(Point-per-instance localization data)
[Start of section]

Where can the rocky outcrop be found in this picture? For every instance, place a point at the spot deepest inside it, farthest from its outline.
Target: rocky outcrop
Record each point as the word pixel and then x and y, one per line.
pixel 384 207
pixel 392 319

[End of section]

* **Problem details**:
Where the line containing "Target: rocky outcrop" appears in the records above, begin there and print every line through the last, exactly and with nothing else.

* **Exercise output**:
Target: rocky outcrop
Record each point as the word pixel and then x and y, one per line.
pixel 384 207
pixel 392 319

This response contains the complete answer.